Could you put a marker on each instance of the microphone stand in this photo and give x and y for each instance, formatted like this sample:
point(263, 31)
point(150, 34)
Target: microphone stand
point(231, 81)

= = = = =

Request>
Pick out each line in the rows above that contains the word "stand", and copy those lines as they appear.

Finished exercise>
Could you put a marker on each instance of the microphone stand in this photo and give x and y for each instance, formatted like this sample:
Target: microphone stand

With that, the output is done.